• _THE INPUT_:

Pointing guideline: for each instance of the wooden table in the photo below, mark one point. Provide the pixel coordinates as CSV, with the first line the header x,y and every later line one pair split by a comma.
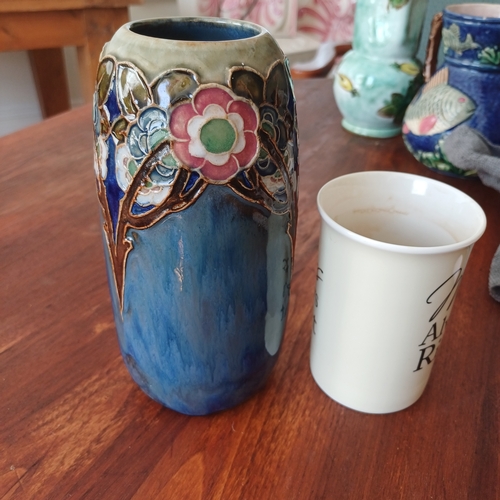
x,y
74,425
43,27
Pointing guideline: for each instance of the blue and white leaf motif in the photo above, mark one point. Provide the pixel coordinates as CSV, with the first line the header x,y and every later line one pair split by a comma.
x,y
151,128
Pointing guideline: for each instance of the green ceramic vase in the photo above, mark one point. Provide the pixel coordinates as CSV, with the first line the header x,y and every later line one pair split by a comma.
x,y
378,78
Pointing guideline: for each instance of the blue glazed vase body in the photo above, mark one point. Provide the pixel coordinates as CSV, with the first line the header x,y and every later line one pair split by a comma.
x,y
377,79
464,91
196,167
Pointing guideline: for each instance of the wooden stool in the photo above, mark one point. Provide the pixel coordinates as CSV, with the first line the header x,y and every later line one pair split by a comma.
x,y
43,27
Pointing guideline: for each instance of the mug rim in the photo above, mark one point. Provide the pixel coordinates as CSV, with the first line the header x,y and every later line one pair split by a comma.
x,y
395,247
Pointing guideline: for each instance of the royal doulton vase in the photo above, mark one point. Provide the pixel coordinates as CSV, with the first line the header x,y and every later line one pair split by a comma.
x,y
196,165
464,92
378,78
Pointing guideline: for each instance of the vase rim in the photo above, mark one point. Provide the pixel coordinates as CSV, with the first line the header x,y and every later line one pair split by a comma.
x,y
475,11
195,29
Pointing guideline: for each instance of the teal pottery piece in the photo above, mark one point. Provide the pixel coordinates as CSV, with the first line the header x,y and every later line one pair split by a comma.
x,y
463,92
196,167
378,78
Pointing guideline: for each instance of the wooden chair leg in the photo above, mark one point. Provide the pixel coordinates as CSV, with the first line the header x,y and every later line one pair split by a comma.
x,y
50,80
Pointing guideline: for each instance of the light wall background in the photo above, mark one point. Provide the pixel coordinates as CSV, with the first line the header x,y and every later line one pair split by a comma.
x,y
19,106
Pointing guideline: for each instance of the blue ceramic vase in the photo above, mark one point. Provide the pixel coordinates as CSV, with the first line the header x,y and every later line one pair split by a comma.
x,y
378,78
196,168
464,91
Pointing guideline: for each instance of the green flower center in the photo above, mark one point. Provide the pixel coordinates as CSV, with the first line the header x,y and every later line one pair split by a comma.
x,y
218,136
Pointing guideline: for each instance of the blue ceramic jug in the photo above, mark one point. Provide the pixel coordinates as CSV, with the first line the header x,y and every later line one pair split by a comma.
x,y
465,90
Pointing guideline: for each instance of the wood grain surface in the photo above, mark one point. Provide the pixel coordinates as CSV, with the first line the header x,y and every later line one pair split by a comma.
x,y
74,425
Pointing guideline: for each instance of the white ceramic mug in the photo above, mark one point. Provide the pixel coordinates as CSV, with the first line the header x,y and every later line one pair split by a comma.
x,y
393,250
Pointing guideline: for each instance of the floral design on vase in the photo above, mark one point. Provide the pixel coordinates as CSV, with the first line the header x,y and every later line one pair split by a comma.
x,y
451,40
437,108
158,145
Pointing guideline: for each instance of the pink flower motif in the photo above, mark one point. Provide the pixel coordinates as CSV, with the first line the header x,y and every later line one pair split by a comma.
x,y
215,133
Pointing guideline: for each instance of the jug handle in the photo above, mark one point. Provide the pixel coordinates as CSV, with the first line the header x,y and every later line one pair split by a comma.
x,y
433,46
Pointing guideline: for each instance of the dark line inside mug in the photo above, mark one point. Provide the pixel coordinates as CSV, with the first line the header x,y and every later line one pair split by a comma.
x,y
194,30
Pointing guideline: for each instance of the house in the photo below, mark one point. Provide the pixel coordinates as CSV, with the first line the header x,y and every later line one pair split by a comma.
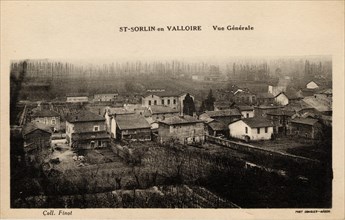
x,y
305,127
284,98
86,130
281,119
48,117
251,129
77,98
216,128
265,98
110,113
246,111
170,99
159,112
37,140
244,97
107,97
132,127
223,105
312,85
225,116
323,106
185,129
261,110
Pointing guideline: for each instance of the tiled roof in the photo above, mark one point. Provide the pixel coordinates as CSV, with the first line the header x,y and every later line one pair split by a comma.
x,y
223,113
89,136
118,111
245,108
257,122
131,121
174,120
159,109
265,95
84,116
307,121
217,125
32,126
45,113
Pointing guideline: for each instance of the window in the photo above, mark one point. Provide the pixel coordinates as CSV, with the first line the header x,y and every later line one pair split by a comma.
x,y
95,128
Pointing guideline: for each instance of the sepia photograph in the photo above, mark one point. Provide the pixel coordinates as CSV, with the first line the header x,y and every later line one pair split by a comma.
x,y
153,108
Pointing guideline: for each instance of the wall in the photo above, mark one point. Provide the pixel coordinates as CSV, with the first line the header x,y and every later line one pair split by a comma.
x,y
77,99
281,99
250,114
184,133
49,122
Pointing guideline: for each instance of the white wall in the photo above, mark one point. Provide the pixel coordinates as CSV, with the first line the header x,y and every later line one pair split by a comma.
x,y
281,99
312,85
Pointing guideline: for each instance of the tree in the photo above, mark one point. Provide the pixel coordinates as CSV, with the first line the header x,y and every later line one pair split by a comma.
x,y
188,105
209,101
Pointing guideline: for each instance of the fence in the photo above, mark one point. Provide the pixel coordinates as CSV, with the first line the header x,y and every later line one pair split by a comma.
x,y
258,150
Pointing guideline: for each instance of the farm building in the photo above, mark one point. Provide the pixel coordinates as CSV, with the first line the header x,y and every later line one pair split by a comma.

* * *

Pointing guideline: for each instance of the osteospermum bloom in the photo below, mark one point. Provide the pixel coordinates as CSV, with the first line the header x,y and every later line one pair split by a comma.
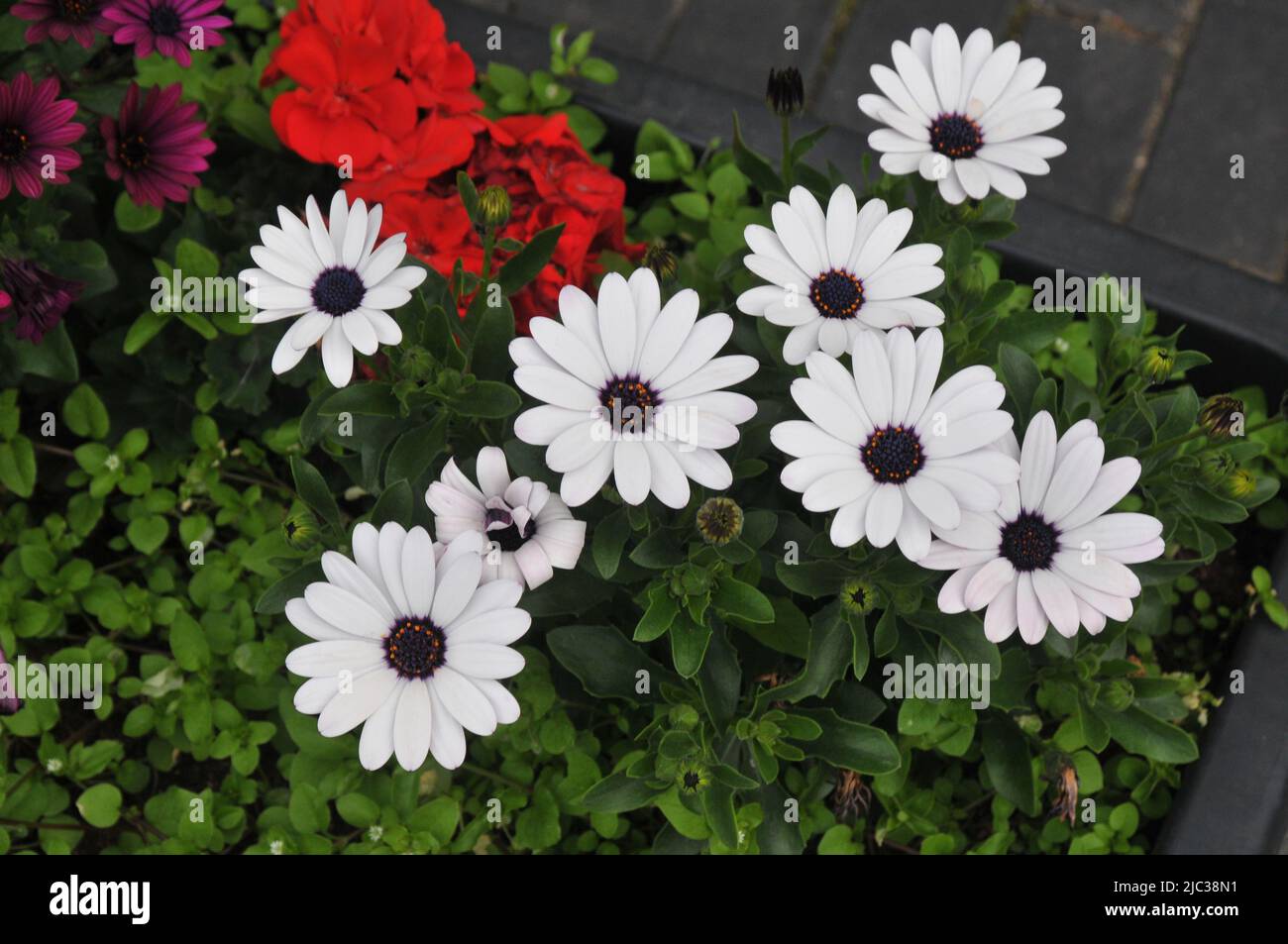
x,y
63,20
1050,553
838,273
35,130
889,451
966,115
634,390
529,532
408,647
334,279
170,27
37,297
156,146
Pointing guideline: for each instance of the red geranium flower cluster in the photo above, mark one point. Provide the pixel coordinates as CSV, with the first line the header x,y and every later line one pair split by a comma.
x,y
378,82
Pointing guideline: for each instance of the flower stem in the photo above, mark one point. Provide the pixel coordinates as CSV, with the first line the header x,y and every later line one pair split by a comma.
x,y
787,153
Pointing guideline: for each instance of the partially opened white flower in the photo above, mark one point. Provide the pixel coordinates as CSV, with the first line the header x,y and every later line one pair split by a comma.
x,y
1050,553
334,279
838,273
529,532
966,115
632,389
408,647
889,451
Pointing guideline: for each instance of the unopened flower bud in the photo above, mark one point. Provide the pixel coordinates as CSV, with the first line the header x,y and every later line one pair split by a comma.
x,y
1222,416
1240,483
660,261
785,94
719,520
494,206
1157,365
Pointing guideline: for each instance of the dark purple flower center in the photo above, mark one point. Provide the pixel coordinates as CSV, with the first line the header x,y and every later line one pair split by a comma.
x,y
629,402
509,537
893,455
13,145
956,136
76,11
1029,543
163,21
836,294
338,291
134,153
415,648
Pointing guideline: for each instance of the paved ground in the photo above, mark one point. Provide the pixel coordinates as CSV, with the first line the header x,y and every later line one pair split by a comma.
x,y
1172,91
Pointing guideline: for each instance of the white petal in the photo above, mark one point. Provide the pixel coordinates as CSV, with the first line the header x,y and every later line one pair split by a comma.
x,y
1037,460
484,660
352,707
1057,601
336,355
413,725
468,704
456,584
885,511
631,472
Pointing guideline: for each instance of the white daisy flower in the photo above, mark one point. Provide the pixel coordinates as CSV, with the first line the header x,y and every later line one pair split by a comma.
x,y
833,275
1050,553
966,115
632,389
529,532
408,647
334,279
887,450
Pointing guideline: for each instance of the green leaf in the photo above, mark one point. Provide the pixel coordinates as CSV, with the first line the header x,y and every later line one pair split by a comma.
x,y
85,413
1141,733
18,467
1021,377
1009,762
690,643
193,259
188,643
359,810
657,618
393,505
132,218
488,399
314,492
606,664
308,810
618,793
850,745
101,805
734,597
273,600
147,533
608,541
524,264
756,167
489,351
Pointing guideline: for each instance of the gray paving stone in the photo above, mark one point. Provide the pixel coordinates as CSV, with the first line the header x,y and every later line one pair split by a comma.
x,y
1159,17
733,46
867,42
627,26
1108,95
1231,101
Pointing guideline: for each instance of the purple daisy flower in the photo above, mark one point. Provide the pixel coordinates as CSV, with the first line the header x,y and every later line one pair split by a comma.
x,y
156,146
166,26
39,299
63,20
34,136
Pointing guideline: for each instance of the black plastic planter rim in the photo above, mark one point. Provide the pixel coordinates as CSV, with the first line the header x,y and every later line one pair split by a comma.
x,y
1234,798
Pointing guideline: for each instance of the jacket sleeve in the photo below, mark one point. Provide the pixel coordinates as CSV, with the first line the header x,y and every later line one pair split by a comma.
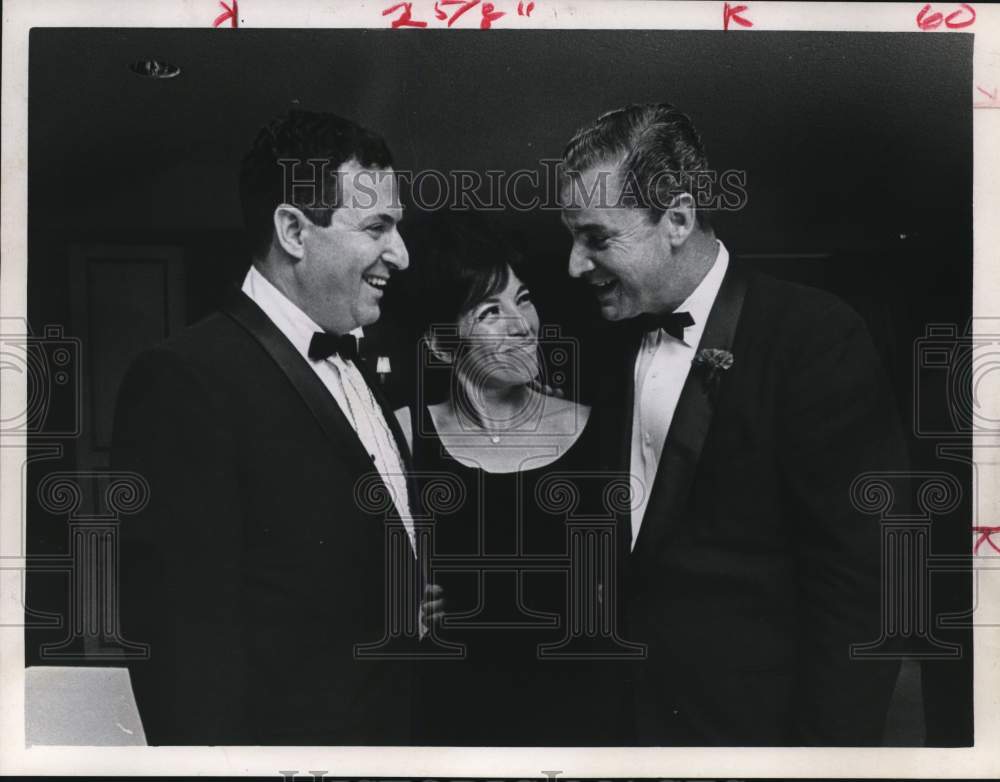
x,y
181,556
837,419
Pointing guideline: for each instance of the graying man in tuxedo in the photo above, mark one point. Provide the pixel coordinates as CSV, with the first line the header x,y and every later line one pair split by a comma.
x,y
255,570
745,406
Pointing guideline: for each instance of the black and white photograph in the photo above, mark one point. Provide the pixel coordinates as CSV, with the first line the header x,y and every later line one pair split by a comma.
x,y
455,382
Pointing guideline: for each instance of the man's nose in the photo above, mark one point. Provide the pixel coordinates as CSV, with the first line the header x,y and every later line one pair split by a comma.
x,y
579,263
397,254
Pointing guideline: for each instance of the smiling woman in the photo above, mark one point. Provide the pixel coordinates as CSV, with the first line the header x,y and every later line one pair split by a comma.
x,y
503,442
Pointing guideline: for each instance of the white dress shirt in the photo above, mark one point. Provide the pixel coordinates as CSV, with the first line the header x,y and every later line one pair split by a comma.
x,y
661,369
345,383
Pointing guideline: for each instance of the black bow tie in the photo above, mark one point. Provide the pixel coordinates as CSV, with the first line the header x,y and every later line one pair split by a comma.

• _AIM OF THE TASK_: How many lines in the data above contain the word "house"? Case matters. Reply with the number only.

• _RESPONSE TO THE EXERCISE_: 1